[Records drawn from a dataset]
---------------

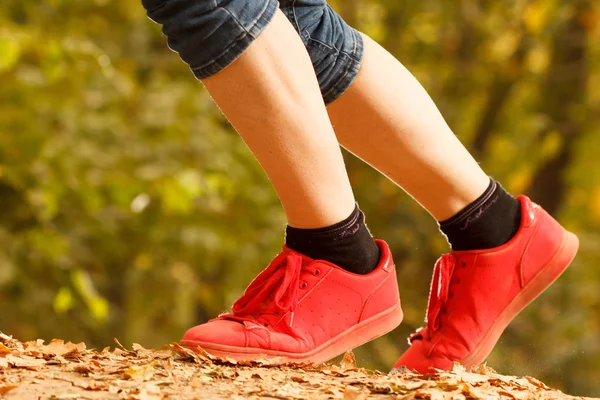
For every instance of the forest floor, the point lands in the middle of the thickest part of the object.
(58, 370)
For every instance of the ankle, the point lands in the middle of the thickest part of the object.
(489, 221)
(347, 244)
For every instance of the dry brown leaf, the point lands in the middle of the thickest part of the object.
(537, 383)
(348, 363)
(4, 350)
(26, 362)
(140, 372)
(7, 387)
(353, 393)
(5, 338)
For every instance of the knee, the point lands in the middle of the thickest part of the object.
(210, 34)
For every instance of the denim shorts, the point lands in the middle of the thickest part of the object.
(210, 34)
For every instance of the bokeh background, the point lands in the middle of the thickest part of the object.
(130, 208)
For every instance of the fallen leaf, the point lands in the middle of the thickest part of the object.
(353, 393)
(4, 350)
(6, 387)
(348, 363)
(537, 383)
(29, 363)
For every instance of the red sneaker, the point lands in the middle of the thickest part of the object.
(304, 310)
(475, 294)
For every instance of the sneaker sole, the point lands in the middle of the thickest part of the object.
(538, 284)
(361, 333)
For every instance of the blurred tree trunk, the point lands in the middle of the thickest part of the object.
(561, 101)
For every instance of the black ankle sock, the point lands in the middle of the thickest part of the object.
(488, 222)
(348, 243)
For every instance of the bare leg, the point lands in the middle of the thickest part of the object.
(271, 96)
(400, 131)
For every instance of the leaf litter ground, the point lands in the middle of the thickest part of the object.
(59, 370)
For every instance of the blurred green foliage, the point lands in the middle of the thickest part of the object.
(130, 208)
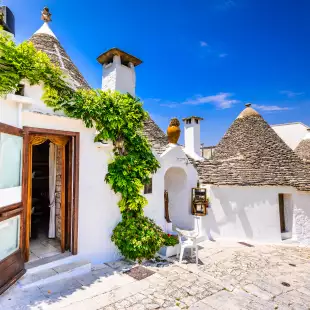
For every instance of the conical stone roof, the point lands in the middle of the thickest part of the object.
(303, 148)
(44, 40)
(252, 154)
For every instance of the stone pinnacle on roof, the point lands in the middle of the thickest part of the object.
(252, 154)
(303, 148)
(45, 40)
(46, 15)
(248, 111)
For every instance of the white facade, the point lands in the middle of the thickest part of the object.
(98, 209)
(252, 213)
(119, 77)
(291, 133)
(192, 137)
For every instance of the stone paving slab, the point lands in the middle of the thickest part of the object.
(229, 276)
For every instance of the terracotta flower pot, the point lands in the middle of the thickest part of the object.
(174, 131)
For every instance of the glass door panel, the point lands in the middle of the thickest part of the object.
(10, 168)
(9, 236)
(11, 205)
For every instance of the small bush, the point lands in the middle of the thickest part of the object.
(170, 240)
(138, 237)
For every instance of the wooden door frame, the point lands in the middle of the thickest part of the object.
(73, 197)
(14, 263)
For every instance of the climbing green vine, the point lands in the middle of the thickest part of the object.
(116, 117)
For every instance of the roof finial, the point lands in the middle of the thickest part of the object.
(46, 15)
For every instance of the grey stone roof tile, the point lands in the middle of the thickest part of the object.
(51, 46)
(252, 154)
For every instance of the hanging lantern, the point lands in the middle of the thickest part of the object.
(199, 201)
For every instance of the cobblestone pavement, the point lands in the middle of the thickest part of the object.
(229, 276)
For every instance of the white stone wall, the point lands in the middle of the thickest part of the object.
(173, 157)
(301, 218)
(291, 134)
(252, 213)
(116, 76)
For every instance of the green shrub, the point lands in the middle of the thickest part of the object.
(170, 240)
(138, 237)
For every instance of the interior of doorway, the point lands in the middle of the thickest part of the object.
(46, 190)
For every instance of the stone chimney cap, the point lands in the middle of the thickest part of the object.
(190, 117)
(107, 57)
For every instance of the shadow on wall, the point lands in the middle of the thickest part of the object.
(233, 214)
(179, 207)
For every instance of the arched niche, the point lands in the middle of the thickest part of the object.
(176, 183)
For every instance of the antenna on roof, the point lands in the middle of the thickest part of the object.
(46, 15)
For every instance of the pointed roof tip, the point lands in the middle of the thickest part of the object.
(248, 111)
(45, 29)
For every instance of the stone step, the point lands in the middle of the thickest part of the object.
(62, 269)
(48, 262)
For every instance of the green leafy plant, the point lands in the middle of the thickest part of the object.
(138, 237)
(170, 240)
(116, 117)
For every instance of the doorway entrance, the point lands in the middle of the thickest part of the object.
(18, 193)
(286, 215)
(50, 191)
(45, 232)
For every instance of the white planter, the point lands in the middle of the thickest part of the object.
(169, 251)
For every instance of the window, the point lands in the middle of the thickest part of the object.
(10, 160)
(148, 187)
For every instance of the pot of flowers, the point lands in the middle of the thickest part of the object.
(171, 245)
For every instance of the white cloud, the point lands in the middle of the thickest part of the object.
(291, 94)
(161, 102)
(270, 108)
(221, 100)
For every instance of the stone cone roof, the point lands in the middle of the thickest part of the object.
(45, 41)
(303, 149)
(252, 154)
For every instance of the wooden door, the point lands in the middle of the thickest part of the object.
(281, 212)
(11, 206)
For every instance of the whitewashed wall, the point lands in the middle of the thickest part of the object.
(252, 213)
(98, 210)
(291, 134)
(175, 161)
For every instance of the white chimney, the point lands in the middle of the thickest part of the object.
(192, 135)
(307, 137)
(119, 71)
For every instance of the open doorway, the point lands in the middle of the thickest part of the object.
(50, 191)
(286, 215)
(45, 234)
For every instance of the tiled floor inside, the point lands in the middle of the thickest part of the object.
(42, 247)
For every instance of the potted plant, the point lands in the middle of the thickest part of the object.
(171, 245)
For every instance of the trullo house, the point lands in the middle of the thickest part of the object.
(54, 200)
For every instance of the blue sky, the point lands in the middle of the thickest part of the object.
(205, 58)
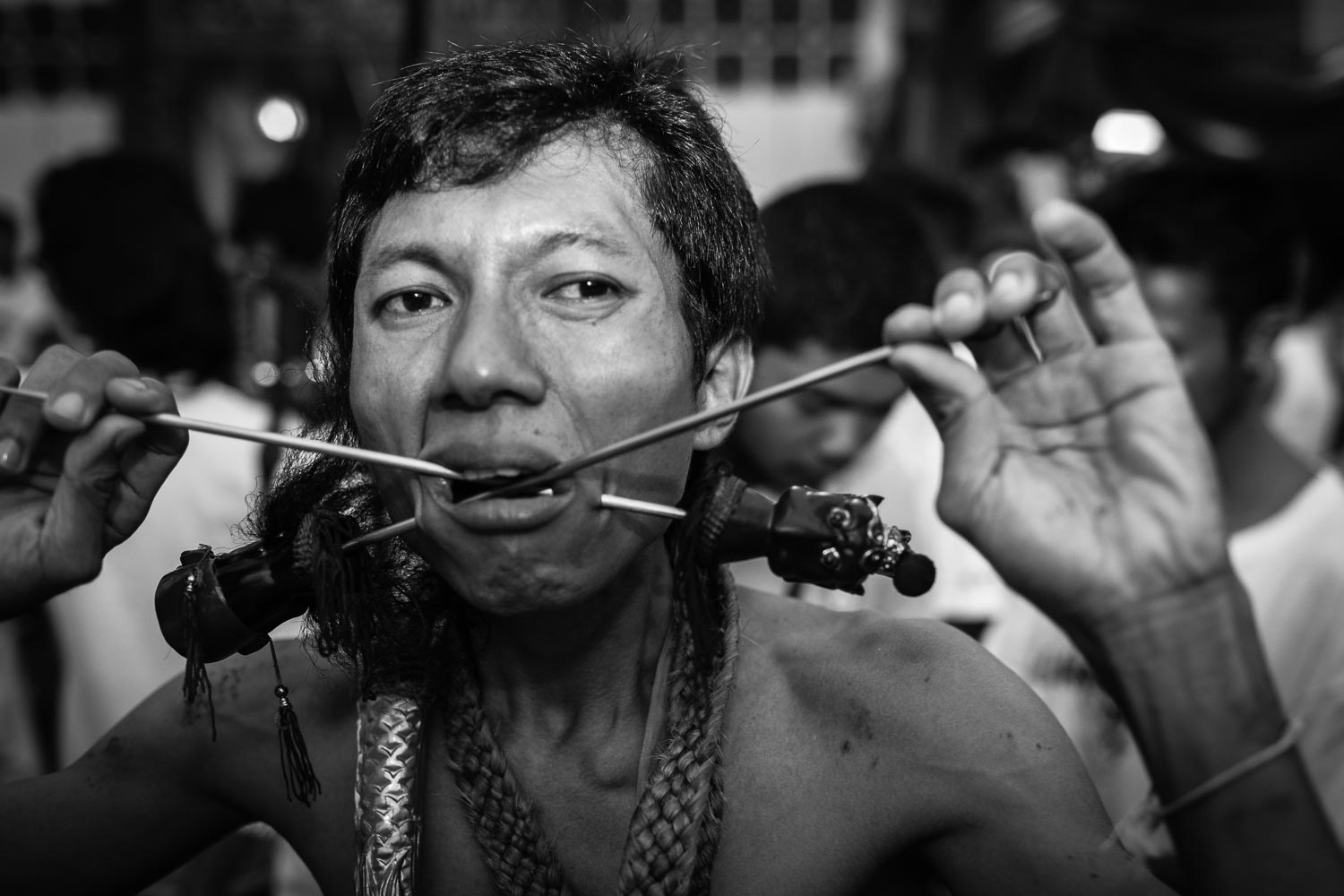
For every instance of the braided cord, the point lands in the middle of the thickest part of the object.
(516, 850)
(675, 831)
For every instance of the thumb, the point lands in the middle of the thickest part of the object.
(77, 524)
(943, 383)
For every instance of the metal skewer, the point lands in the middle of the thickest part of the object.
(414, 465)
(609, 501)
(617, 503)
(529, 484)
(667, 430)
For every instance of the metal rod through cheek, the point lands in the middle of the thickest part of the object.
(265, 437)
(676, 427)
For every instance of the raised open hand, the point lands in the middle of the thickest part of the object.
(78, 471)
(1077, 466)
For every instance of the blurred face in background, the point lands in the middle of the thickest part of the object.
(1185, 306)
(806, 437)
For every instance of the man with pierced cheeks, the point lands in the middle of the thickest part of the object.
(540, 250)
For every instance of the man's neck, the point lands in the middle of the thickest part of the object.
(1257, 471)
(583, 672)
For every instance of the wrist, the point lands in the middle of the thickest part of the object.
(1188, 670)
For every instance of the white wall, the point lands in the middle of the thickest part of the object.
(787, 139)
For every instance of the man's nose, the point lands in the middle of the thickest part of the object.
(489, 358)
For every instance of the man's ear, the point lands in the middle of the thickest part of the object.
(728, 378)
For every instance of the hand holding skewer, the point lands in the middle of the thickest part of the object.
(78, 470)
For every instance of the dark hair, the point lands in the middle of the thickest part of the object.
(475, 117)
(131, 257)
(1228, 223)
(846, 254)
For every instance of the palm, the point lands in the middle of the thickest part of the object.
(1085, 481)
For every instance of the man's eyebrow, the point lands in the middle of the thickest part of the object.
(594, 237)
(397, 253)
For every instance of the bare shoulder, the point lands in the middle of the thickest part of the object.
(938, 711)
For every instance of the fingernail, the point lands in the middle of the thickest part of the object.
(956, 306)
(1008, 282)
(11, 454)
(69, 406)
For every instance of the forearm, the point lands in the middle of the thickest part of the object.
(1191, 678)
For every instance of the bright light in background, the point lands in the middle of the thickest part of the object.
(1128, 132)
(281, 120)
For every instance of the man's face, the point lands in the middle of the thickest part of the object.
(1183, 306)
(806, 437)
(504, 328)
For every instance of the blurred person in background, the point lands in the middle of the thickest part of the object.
(24, 331)
(1306, 408)
(1215, 257)
(134, 269)
(844, 254)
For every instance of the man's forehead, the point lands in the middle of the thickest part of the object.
(567, 196)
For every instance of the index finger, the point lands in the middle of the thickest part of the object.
(75, 389)
(1110, 297)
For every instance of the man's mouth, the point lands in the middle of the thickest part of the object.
(478, 482)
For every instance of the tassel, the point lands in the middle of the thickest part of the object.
(196, 678)
(300, 780)
(340, 583)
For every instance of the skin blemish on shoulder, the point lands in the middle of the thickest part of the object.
(859, 720)
(112, 747)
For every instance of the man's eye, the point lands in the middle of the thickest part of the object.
(588, 288)
(413, 303)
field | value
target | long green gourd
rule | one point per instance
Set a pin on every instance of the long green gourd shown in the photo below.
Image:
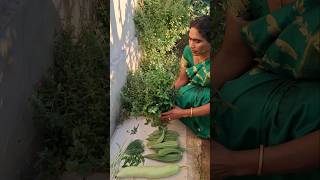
(153, 172)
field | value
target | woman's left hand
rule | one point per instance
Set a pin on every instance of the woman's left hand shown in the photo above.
(173, 114)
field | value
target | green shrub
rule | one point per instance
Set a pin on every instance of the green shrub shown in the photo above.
(70, 107)
(159, 25)
(147, 91)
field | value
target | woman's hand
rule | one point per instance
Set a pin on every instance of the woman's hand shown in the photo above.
(222, 161)
(173, 114)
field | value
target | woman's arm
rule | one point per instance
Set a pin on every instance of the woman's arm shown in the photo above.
(182, 78)
(294, 156)
(177, 112)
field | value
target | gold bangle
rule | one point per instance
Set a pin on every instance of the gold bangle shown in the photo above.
(260, 160)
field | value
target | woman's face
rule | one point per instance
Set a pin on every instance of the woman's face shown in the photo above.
(198, 44)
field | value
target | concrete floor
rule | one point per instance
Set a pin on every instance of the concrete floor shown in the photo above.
(196, 158)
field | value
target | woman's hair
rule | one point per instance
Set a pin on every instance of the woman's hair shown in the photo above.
(203, 24)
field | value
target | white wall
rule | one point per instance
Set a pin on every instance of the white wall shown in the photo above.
(124, 53)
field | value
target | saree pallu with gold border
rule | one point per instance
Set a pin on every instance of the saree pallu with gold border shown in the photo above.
(196, 93)
(279, 99)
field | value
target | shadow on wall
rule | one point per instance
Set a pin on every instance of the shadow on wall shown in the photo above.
(124, 52)
(26, 51)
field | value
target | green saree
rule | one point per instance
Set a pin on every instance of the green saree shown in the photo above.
(279, 99)
(196, 93)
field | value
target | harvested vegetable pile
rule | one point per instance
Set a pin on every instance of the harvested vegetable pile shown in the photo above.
(166, 146)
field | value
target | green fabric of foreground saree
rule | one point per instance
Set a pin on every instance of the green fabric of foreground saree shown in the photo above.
(196, 93)
(278, 100)
(286, 41)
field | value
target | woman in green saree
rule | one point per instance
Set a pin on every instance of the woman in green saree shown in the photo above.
(193, 83)
(271, 130)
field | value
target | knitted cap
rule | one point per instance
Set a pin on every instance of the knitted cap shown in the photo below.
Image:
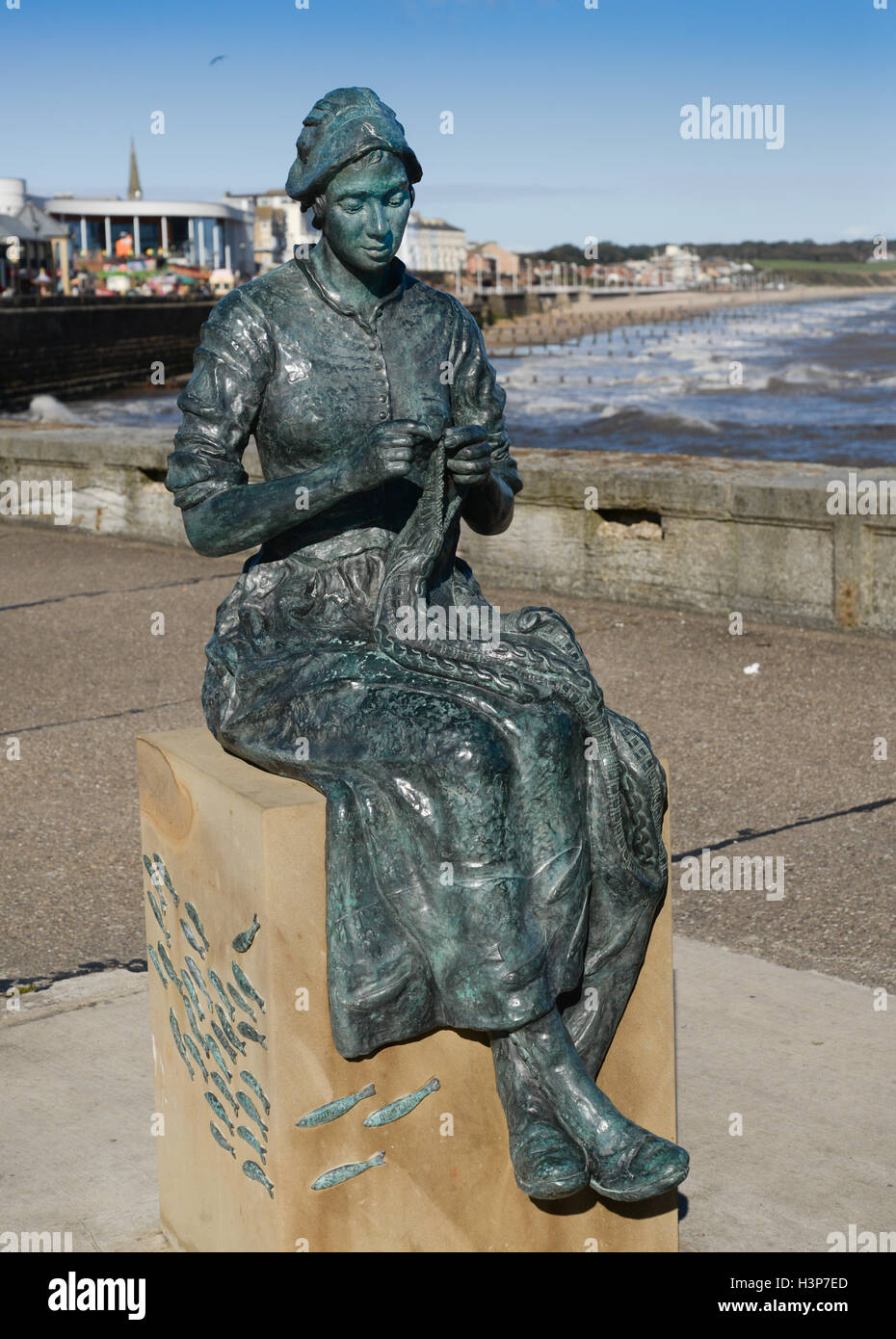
(342, 126)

---------------

| WHAT IS EXPECTED |
Beginning with the line that has "For every instance of the man's eyebrow, the" and ending with the line that has "target | long green gourd", set down the lines above exactly and include no others.

| EXERCISE OUTPUT |
For every instance of the man's eyebrow, the point lands in the middle of the thickest part of the object.
(594, 237)
(397, 253)
For every instance of the bare shoulder, the point lands in the middle of the thickest part of the object.
(938, 711)
For every instance of the fingernail, the point lands in the middle of the thickest part of the object.
(956, 306)
(1008, 282)
(11, 454)
(69, 406)
For every instance of the forearm, the point lands in the middle of the thickest part of the object.
(1191, 678)
For every instance of the bright light in background, the point lands in the middle of the thickest part of the object.
(1128, 132)
(281, 120)
For every instance of the man's face, the point lands in the middle of the thickest part of the object.
(1183, 306)
(806, 437)
(504, 328)
For every instance of the blurred person in background, the point lands in the middle of the thickest part of the object.
(24, 331)
(1306, 408)
(1215, 257)
(134, 269)
(844, 254)
For every instance of the man's forehead, the point lands in the middle of the thickest part of the object.
(567, 196)
For every instance of the index finger, the point lands in the middle of the thickest part of the object.
(75, 389)
(1110, 297)
For every instance of the man's mouth, the point lands in the middle of the thickest part of the object.
(478, 482)
For every instance of the tassel, the point lands in the middle of the thickest part of the object.
(196, 678)
(300, 780)
(340, 583)
For every instance of the skin blemish on shoulder, the point lands in the middle of the thickest part of the object.
(859, 720)
(112, 747)
For every instance of the man's eye, the point lands in the middle of the thickest part of the object.
(588, 288)
(413, 303)
field | value
target | long green gourd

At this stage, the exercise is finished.